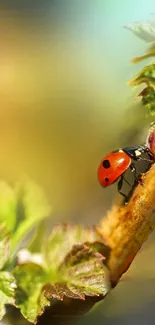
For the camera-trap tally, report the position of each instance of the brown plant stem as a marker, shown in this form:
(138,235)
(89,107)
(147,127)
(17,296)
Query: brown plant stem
(127,227)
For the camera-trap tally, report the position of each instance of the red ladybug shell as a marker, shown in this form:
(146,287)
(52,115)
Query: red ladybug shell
(112,167)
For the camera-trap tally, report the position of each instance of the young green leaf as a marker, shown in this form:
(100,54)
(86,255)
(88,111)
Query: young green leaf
(69,270)
(62,239)
(8,204)
(30,279)
(7,291)
(4,246)
(146,75)
(83,274)
(33,207)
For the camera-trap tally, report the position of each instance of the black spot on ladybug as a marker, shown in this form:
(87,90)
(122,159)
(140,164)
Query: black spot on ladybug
(106,163)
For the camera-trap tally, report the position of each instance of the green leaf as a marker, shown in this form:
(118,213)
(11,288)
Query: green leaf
(7,205)
(33,208)
(84,274)
(62,239)
(146,75)
(7,291)
(4,246)
(30,279)
(69,270)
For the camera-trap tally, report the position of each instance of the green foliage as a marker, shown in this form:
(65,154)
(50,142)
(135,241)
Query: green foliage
(67,269)
(7,280)
(70,262)
(147,74)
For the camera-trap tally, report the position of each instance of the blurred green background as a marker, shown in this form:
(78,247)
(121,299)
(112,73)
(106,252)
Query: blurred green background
(64,104)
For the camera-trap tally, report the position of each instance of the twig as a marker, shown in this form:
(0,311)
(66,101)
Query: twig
(126,228)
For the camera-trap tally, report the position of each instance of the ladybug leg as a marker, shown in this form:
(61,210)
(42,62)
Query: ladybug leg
(119,187)
(126,181)
(137,179)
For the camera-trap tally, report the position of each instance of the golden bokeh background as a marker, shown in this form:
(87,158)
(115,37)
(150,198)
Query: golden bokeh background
(64,104)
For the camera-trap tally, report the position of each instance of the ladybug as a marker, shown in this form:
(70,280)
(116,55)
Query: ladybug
(116,163)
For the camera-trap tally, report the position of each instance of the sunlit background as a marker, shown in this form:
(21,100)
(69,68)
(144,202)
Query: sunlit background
(64,104)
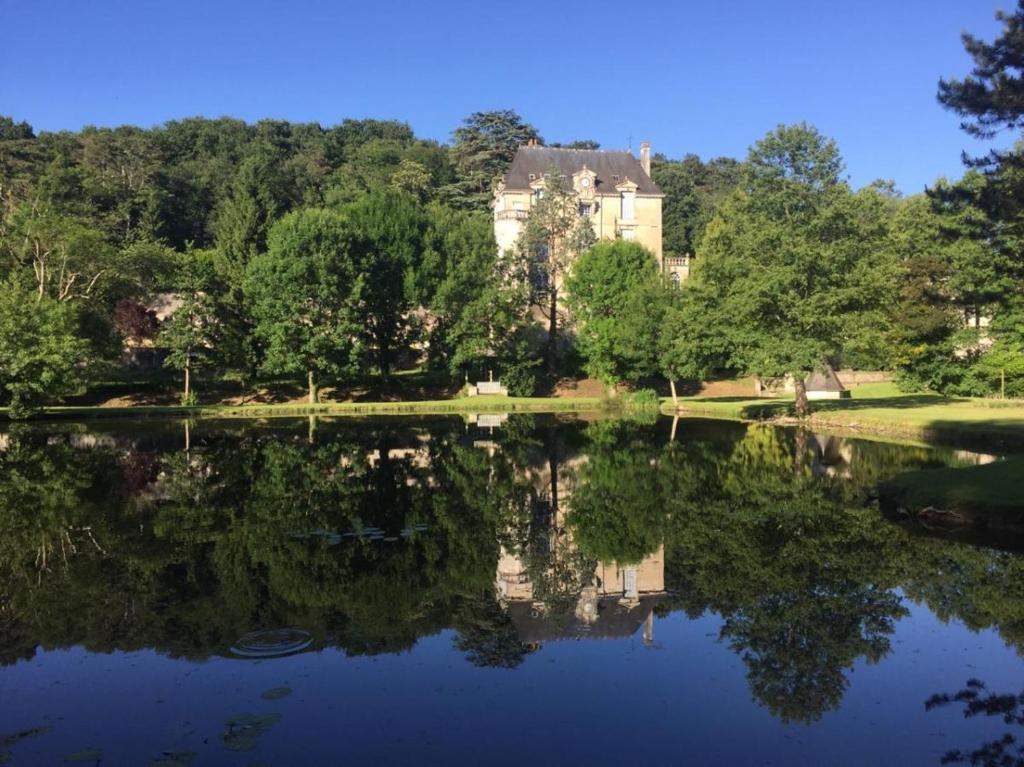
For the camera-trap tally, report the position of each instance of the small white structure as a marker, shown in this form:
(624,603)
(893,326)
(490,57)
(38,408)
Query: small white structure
(486,387)
(825,385)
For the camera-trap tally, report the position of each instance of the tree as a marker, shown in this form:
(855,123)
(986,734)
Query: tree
(690,346)
(551,238)
(413,178)
(11,131)
(303,294)
(991,97)
(616,295)
(194,334)
(477,298)
(69,261)
(42,357)
(482,150)
(693,192)
(777,261)
(134,322)
(389,227)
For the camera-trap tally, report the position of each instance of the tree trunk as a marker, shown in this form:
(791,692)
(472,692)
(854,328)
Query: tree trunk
(800,384)
(800,451)
(552,329)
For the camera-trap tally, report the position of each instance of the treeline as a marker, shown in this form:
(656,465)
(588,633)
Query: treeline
(291,250)
(328,254)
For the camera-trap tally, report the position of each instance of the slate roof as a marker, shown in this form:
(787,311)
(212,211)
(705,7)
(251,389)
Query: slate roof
(614,621)
(605,164)
(823,381)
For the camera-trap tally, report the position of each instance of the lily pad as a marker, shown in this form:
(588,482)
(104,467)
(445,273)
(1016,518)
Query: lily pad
(173,759)
(275,693)
(86,755)
(241,731)
(20,735)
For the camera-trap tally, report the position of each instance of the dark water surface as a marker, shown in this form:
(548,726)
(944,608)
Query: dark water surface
(526,591)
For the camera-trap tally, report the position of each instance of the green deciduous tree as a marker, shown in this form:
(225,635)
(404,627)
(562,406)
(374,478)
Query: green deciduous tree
(388,226)
(784,260)
(477,298)
(303,294)
(42,356)
(552,237)
(617,297)
(196,334)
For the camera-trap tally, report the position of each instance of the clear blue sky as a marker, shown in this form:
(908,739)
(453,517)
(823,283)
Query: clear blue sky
(702,76)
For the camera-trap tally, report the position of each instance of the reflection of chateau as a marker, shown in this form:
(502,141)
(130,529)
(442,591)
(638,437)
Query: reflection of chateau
(612,601)
(619,601)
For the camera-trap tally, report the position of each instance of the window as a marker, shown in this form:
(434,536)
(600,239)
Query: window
(629,207)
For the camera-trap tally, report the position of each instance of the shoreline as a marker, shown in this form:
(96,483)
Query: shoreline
(870,419)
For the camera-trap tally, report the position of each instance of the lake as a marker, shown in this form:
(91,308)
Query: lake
(520,590)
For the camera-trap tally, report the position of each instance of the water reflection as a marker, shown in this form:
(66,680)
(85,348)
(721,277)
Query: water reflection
(202,541)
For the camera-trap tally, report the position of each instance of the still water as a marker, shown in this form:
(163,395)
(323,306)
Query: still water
(521,591)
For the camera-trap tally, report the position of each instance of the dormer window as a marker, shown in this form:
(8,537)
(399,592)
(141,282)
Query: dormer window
(628,208)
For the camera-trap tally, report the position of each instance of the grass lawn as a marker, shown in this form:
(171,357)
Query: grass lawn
(883,409)
(992,487)
(434,407)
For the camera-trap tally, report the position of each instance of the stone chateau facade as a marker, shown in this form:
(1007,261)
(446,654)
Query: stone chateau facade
(613,188)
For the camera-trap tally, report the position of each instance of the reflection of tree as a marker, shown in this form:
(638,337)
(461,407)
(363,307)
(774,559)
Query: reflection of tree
(255,527)
(802,580)
(486,634)
(619,510)
(1005,752)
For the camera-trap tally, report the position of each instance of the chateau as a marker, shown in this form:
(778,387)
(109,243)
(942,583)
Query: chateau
(613,188)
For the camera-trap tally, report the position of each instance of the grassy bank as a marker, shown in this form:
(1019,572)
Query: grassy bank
(989,488)
(430,407)
(883,410)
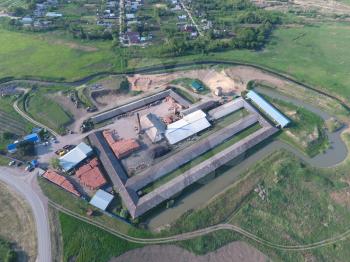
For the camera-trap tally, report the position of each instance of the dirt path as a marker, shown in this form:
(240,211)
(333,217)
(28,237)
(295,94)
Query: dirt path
(233,252)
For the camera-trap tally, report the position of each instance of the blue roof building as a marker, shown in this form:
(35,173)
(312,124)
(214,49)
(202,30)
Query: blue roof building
(268,109)
(34,137)
(11,148)
(101,199)
(197,86)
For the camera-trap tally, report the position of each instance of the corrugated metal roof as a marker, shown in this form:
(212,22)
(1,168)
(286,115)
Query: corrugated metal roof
(75,156)
(101,199)
(32,137)
(268,109)
(186,127)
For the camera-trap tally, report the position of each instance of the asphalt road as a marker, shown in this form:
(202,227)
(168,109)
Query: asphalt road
(25,185)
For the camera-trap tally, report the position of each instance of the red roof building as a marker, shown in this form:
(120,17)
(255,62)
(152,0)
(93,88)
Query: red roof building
(121,148)
(90,175)
(61,181)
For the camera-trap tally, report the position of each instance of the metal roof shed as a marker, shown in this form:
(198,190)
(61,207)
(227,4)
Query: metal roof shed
(34,137)
(101,199)
(268,109)
(75,156)
(186,127)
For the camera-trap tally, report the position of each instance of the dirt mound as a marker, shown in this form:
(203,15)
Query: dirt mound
(233,252)
(210,77)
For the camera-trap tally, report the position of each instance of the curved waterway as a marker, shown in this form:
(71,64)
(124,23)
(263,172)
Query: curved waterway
(334,155)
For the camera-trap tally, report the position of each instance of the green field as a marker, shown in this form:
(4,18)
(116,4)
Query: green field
(300,207)
(6,253)
(306,131)
(54,115)
(4,4)
(84,242)
(48,56)
(315,54)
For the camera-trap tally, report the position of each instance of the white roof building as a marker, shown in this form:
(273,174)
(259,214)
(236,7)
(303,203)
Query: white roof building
(271,111)
(101,199)
(186,127)
(75,156)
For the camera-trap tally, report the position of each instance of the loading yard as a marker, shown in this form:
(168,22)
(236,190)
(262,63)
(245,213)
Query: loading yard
(148,125)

• • •

• About this task
Each record above should be restated word for word. The pictures should not appear.

• Task response
For the camera-trap tally, report the position of each instance of the brown plant stem as a marker, shown in this form:
(138,235)
(89,107)
(147,127)
(17,296)
Query: brown plant stem
(127,227)
For the camera-trap tally, report the position of each instance of the red ladybug shell as a marker, shown in this form:
(146,287)
(52,115)
Query: red ladybug shell
(112,167)
For the camera-trap tally, report the position of each instance of the young green leaf as a marker, shown in this form:
(100,54)
(86,255)
(88,111)
Query: young green leaf
(69,270)
(62,239)
(8,204)
(30,279)
(7,291)
(4,246)
(146,75)
(83,274)
(33,207)
For the camera-trap tally, report the position of each instance of the black spot on ladybug as a marker, shown in this form:
(87,90)
(122,159)
(140,164)
Query: black spot on ladybug
(106,163)
For the camera-trap tally, report the position of each instance of the green leaf as a marker, shown in this form:
(118,213)
(11,288)
Query: green leaf
(7,205)
(33,208)
(84,274)
(62,239)
(146,75)
(7,291)
(4,246)
(30,279)
(69,270)
For the camera-trap tally, report the position of each instance of the green foliage as a marker, shown in this form:
(65,154)
(50,142)
(135,241)
Query: green foliage
(67,269)
(7,280)
(70,262)
(147,74)
For the camera-trap tally, report the position of each instance of the blurred green background as a marker, shown in this form:
(78,247)
(121,299)
(112,73)
(106,252)
Query: blurred green background
(64,104)
For the camera-trap tally, report the position of each instance of the twig as a marker, shown in this form:
(0,311)
(66,101)
Query: twig
(126,228)
For the camera-trap tally, report the position of each instance of the ladybug leg as a marker, shown in this form:
(61,210)
(42,62)
Query: ladybug leg
(119,187)
(126,181)
(137,179)
For the camera-trap tally, report the position of each instance of the golden bokeh background as a marker, shown in this form:
(87,158)
(115,37)
(150,198)
Query: golden bokeh background
(64,104)
For the camera-trap tally, report the position of each instance of the ladybug as a marker, shown in this form:
(70,280)
(116,55)
Query: ladybug
(116,163)
For the camera-trap tally, report the position of each instance of the sunlit background as a marker, shown in this form:
(21,100)
(69,68)
(144,202)
Query: sunlit background
(64,104)
For the camera-trap tally, report the position of each instance of the small white structure as a marker, shown in this form:
(624,603)
(893,326)
(490,57)
(38,408)
Query: small white structure
(486,387)
(825,385)
For the camera-trap tally, report the position of each instance of the tree as a marker, shown in this form:
(855,123)
(986,734)
Query: tree
(690,346)
(551,238)
(413,178)
(11,131)
(303,294)
(991,97)
(616,295)
(194,334)
(477,298)
(69,261)
(42,357)
(482,150)
(693,192)
(777,261)
(134,322)
(389,227)
For the camera-trap tally, report the position of each instance of the tree trunk as a marker, shown in this form:
(791,692)
(472,692)
(854,328)
Query: tree trunk
(800,384)
(800,451)
(552,329)
For the camera-trap tally, report the position of each instance of the treeline as a marker, shown in this form:
(656,465)
(588,633)
Query: treeline
(291,250)
(328,254)
For the camera-trap tally, report the position of each instance of the slate roof as a marker, shown in this form:
(787,311)
(212,211)
(705,7)
(251,389)
Query: slate roof
(614,621)
(605,164)
(823,381)
For the camera-trap tally, report the position of each instance of the lily pad as a marker, shown in this form:
(588,482)
(104,467)
(445,273)
(1016,518)
Query: lily pad
(173,759)
(275,693)
(86,755)
(241,731)
(20,735)
For the camera-trap tally, report the position of each instance of the dark water surface as a marker, shown in this form:
(548,726)
(944,608)
Query: dark water surface
(526,591)
For the camera-trap tally, report the position of each instance of the green deciduous tree as a marker, shown in this form:
(225,635)
(404,627)
(562,406)
(374,478)
Query: green deciduous tree
(388,226)
(784,260)
(477,298)
(303,294)
(42,356)
(552,237)
(617,297)
(196,334)
For the camera-trap tally, report the position of each instance of the clear blue sky as a marker, shown in this form:
(908,739)
(453,517)
(823,283)
Query: clear blue sky
(702,76)
For the camera-trap tally, report the position of each instance of the reflection of chateau as a marker, shown in this form:
(502,141)
(130,529)
(442,591)
(638,437)
Query: reflection of chateau
(612,601)
(619,601)
For the camera-trap tally, report the position of each instance of the window as a marker, shown in this form:
(434,536)
(600,239)
Query: window
(629,207)
For the camera-trap tally, report the position of each instance of the shoreline as a marker, shown in this form:
(96,483)
Query: shoreline
(870,419)
For the camera-trap tally, report the position of each instance of the lake as a marker, shown in this form:
(91,308)
Query: lake
(520,590)
For the camera-trap tally, report the position of each instance of the water reflection as a marker, shown in this form:
(66,680)
(85,348)
(721,277)
Query: water reflection
(202,541)
For the camera-trap tally, report the position of each instance of the still water as a marker, shown in this form:
(163,395)
(323,306)
Query: still water
(521,591)
For the camera-trap tally, report the position of each instance of the dormer window as a marker, shown in this form:
(8,537)
(399,592)
(141,282)
Query: dormer window
(628,208)
For the camera-trap tally, report the position of each instance of the grass lawn as a marker, shown in this form:
(171,357)
Query: grass lawn
(883,409)
(992,487)
(434,407)
For the camera-trap tally, report the position of each instance of the stone chateau facade as a marker, shown in this form:
(1007,261)
(446,654)
Query: stone chateau facade
(613,188)
For the camera-trap tally, report the position of each instance of the reflection of tree as a marker, shown in this form:
(638,337)
(461,407)
(363,307)
(774,559)
Query: reflection of tree
(255,527)
(802,580)
(486,634)
(619,510)
(1005,752)
For the camera-trap tally, report the position of each instance of the chateau as a marker, shown in this form:
(778,387)
(109,243)
(942,583)
Query: chateau
(613,188)
For the camera-trap tally, report the position of each instance of the grassy bank as a marker, shown in this form:
(1019,572)
Query: grassy bank
(989,488)
(430,407)
(883,410)
For the camera-trap tally, report the position of each instance of the dirt path as a marker, shown in this form:
(240,211)
(333,217)
(28,237)
(295,94)
Query: dirt path
(233,252)
For the camera-trap tally, report the position of each instance of the blue roof building as a marker, shown in this form:
(35,173)
(312,124)
(214,49)
(202,30)
Query: blue roof building
(268,109)
(34,137)
(11,148)
(101,199)
(197,86)
For the camera-trap tally, report the position of each instance of the corrugated metal roof as a marker, shown in this form:
(212,22)
(1,168)
(286,115)
Query: corrugated metal roof
(75,156)
(101,199)
(32,137)
(268,109)
(186,127)
For the camera-trap tally, report the position of each instance of the asphalt road as a marker, shown in this form:
(202,227)
(168,109)
Query: asphalt road
(25,185)
For the camera-trap tally, report the position of each instance of the red roof building as a marker, shown in this form:
(120,17)
(255,62)
(152,0)
(93,88)
Query: red roof building
(121,148)
(90,175)
(61,181)
For the camera-trap tally, report the position of each instance of the metal roof shed as a marker, shown in this form:
(198,190)
(61,207)
(227,4)
Query: metal roof shed
(34,137)
(101,199)
(268,109)
(75,156)
(186,127)
For the camera-trap tally, report the position of each instance of the dirt mound as a marker, shown in this form:
(203,15)
Query: dirt mound
(233,252)
(210,77)
For the camera-trap tally, report the position of each instance of the curved waterway as a marker, shown in this form:
(71,64)
(124,23)
(263,172)
Query: curved waterway
(334,155)
For the camera-trap tally, report the position of each instance of the green field as a marker, shown in this form:
(4,18)
(116,4)
Query: green field
(300,207)
(6,253)
(306,131)
(54,115)
(4,4)
(84,242)
(48,56)
(315,54)
For the camera-trap tally, report the position of each instance of the white roof building as a marker, shown in this form:
(273,174)
(259,214)
(236,7)
(303,203)
Query: white roof building
(271,111)
(101,199)
(186,127)
(75,156)
For the camera-trap tally, report the position of each instance of the loading yard as a marker, shown in this form:
(168,22)
(236,190)
(262,63)
(245,213)
Query: loading yard
(148,125)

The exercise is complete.